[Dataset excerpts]
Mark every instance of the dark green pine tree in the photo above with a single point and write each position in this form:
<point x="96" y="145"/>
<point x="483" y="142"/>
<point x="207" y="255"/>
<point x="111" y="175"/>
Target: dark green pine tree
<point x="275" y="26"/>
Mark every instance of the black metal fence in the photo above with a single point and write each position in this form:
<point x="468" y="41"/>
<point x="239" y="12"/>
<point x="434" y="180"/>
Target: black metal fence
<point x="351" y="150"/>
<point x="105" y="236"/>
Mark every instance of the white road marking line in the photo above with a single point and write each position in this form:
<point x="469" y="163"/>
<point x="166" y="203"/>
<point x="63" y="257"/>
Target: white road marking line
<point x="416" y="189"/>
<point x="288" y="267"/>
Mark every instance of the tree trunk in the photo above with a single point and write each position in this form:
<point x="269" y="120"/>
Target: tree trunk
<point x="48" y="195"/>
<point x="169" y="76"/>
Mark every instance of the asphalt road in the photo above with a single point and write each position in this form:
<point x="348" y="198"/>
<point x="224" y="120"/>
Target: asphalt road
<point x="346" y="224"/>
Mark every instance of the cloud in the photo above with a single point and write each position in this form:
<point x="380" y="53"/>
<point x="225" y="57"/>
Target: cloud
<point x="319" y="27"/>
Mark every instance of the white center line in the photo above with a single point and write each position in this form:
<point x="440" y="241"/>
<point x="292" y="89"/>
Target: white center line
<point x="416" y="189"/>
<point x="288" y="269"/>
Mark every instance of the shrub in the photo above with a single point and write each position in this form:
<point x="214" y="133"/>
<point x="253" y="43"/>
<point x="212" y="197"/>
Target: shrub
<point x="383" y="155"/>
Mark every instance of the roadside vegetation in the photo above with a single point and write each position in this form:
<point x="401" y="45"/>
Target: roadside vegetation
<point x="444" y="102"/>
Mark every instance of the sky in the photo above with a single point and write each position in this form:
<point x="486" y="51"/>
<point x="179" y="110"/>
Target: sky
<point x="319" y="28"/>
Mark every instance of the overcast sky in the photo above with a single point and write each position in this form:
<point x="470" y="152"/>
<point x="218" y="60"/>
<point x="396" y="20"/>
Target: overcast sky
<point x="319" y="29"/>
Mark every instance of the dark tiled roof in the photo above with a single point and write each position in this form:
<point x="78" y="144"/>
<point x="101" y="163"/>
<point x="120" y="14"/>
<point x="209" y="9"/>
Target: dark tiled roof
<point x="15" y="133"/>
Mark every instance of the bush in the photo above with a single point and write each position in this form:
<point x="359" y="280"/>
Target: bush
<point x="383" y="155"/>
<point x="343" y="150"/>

* [Task]: Once you have read the data, copy all of it out exactly.

* [Output]:
Mark every instance of the dark green pine tree in the photo above with a single point and write each position in this form:
<point x="96" y="145"/>
<point x="483" y="142"/>
<point x="207" y="255"/>
<point x="111" y="175"/>
Target: dark green pine tree
<point x="275" y="26"/>
Mark every instance of the black metal fence in the photo above with a single point and write each position in this form:
<point x="468" y="41"/>
<point x="239" y="12"/>
<point x="434" y="180"/>
Target: black metal fence
<point x="351" y="150"/>
<point x="105" y="236"/>
Mark every instance of the white road marking line in the photo above with a single point and write each position in this form:
<point x="469" y="163"/>
<point x="166" y="203"/>
<point x="63" y="257"/>
Target: white road marking line
<point x="416" y="189"/>
<point x="288" y="267"/>
Mark every instance of the tree trunk in the photo above with a single point and write each position in this form:
<point x="269" y="120"/>
Target: tree trunk
<point x="48" y="195"/>
<point x="169" y="76"/>
Mark every instance of the asphalt road in the photo above with a single point and write each position in this form:
<point x="348" y="198"/>
<point x="224" y="120"/>
Target: asphalt road
<point x="346" y="224"/>
Mark every instance of the cloud in the photo above with a single point and write each position in this form:
<point x="380" y="53"/>
<point x="225" y="57"/>
Target: cloud
<point x="319" y="27"/>
Mark every instance of the white center line in the photo above with a single point and write each position in this form:
<point x="440" y="241"/>
<point x="292" y="89"/>
Target: white center line
<point x="416" y="189"/>
<point x="288" y="269"/>
Mark every instance of the shrub in the photo above with a single point and write each position in this form:
<point x="214" y="133"/>
<point x="253" y="43"/>
<point x="212" y="197"/>
Target: shrub
<point x="383" y="155"/>
Mark every instance of the roadside vegetation in the photo above with a single point and write each position in this form:
<point x="401" y="45"/>
Target: roadside vegetation
<point x="444" y="102"/>
Mark every instance of the sky in the photo above with a single point and write each position in this form:
<point x="486" y="51"/>
<point x="179" y="110"/>
Target: sky
<point x="319" y="28"/>
Mark every instance of the overcast sky in the photo above with a single point and write each position in this form:
<point x="470" y="152"/>
<point x="218" y="60"/>
<point x="396" y="20"/>
Target: overcast sky
<point x="319" y="29"/>
Mark every instance of the dark tiled roof in the photo above with a single point and write each position in this form:
<point x="78" y="144"/>
<point x="101" y="163"/>
<point x="120" y="14"/>
<point x="209" y="9"/>
Target: dark tiled roof
<point x="15" y="133"/>
Mark every instance of the bush in the photo above with a single point and write each position in this form:
<point x="359" y="280"/>
Target: bush
<point x="383" y="155"/>
<point x="343" y="150"/>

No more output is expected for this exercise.